■ ESTRATTO DEL DOCUMENTO

^^^^^^^^^^^^^^^^

Cioè, è facile, ma si scade fatalmente nella retorica di maniera e/o nel devozionismo .
La questione, per niente secondaria, è parecchio delicata: purtroppo, ed è triste doverlo constatare,
la stragrande maggioranza dei fedeli - preti compresi - enfatizzano l' aspetto liturgico dei Santi,
ripeto, più devozionale, che autenticamente cultuale.
Collezionisti di santini a parte, che non hanno nulla, o quasi, di religioso, questa tradizione,
rappresenta per molti una vera e propria mania, e conduce spesso a porre la venerazione dei Santi in
alternativa, o, peggio, in conflitto, rispetto all'adorazione di Dio.
Si sente dire spesso: “ Io, a Messa non ci vado quasi mai, ma son tanto devoto/a di padre Pio! ”...
A p.Pio potete sostituire il santo, o la santa che preferite...
Consiglio santa Rita, la quale resiste ancora in testa alla classifica dei Santi più gettonati.
Parlare di santità è difficile.

^^^^^^^^^^^^^^^^

■ RIGHE ELENCATE
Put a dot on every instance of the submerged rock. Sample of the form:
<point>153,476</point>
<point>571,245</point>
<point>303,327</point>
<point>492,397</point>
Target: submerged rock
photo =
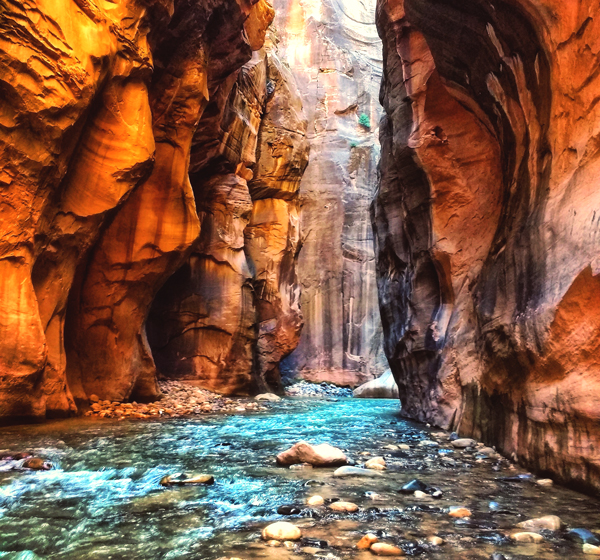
<point>584,536</point>
<point>182,479</point>
<point>365,542</point>
<point>348,507</point>
<point>323,455</point>
<point>549,522</point>
<point>272,397</point>
<point>384,549</point>
<point>355,471</point>
<point>281,531</point>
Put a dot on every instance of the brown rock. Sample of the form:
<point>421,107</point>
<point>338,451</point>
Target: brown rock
<point>487,270</point>
<point>348,507</point>
<point>323,455</point>
<point>384,549</point>
<point>365,542</point>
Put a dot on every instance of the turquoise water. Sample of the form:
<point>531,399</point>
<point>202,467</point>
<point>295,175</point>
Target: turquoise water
<point>104,500</point>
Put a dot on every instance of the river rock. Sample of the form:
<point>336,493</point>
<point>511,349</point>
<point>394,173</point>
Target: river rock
<point>463,443</point>
<point>544,482</point>
<point>272,397</point>
<point>527,537</point>
<point>414,486</point>
<point>323,455</point>
<point>584,536</point>
<point>281,531</point>
<point>550,522</point>
<point>355,471</point>
<point>459,512</point>
<point>366,541</point>
<point>384,549</point>
<point>384,387</point>
<point>315,501</point>
<point>182,479</point>
<point>376,463</point>
<point>36,464</point>
<point>591,550</point>
<point>348,507</point>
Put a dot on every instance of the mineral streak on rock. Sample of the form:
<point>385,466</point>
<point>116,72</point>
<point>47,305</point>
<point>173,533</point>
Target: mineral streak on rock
<point>487,222</point>
<point>100,104</point>
<point>334,53</point>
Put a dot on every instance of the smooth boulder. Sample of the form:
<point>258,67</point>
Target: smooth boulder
<point>281,531</point>
<point>355,471</point>
<point>323,455</point>
<point>384,387</point>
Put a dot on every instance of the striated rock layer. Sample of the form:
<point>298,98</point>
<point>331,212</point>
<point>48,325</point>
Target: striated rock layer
<point>232,312</point>
<point>100,108</point>
<point>487,221</point>
<point>334,53</point>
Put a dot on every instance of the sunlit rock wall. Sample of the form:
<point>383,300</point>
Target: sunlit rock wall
<point>487,222</point>
<point>334,53</point>
<point>100,103</point>
<point>232,312</point>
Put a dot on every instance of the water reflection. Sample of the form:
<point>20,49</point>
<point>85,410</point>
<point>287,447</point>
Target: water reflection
<point>104,499</point>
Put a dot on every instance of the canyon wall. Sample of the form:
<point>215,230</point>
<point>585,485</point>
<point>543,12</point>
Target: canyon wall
<point>334,53</point>
<point>487,223</point>
<point>103,116</point>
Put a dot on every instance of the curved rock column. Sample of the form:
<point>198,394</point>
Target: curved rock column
<point>487,225</point>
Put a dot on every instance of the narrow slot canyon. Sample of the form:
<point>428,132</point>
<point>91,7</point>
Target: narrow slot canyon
<point>293,279</point>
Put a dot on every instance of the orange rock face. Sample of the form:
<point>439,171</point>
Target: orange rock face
<point>231,313</point>
<point>100,107</point>
<point>486,222</point>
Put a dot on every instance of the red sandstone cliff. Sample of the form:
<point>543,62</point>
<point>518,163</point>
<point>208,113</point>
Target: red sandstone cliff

^^^^^^^^^^^^^^^^

■ COSA FARE
1. Traduci in inglese questa frase del testo sulla devozione ai Santi: "Consiglio santa Rita, la quale resiste ancora in testa alla classifica dei Santi più gettonati."
2. Prosegui il testo sulla devozione ai Santi partendo dalla frase che lo conclude.

■ IN RISPOSTA
1. I recommend Saint Rita, who still holds the top spot in the ranking of the most popular saints.

2.
Nella sua prima Lettera, l'apostolo Pietro cita il libro del Levitico, cap.19, v.2: “ Ad immagine del
Santo che vi ha chiamati, diventate santi anche voi in tutta la vostra condotta; poiché sta scritto:
Voi sarete santi perché io sono santo. ” (1,15). Tanto il principe degli Apostoli, che l'autore del
terzo Libro dell'AT non pensavano alla condizione della santità ultraterrena... quella che
abitualmente si intende e si celebra ogni primo novembre.
Il Santorale , il libro dei Santi annoverati appunto nel calendario liturgico , fu inventato secoli dopo.
La santità secondo la Bibbia è una scelta di vita, di questa vita .
Dunque la santità non si raggiunge dopo la morte, ma si realizza qui, in terra.
Altro stereotipo da sfatare senza esitazione: essere santi significa non commettere peccati .
Se la santità è un traguardo realizzabile già nella vita presente - ed è così! - non saprei proprio
come fare a diventare santo, visto che sono un peccatore... Ecco perché la santità non si può
intendere come inerranza , cioè non commettere peccati .
Tuttavia la questione della relazione tra santità e peccato va spiegata; per evitare una conclusione
tanto affrettata quanto falsa: che, cioè, il peccato non influisca in alcun modo sulla santità.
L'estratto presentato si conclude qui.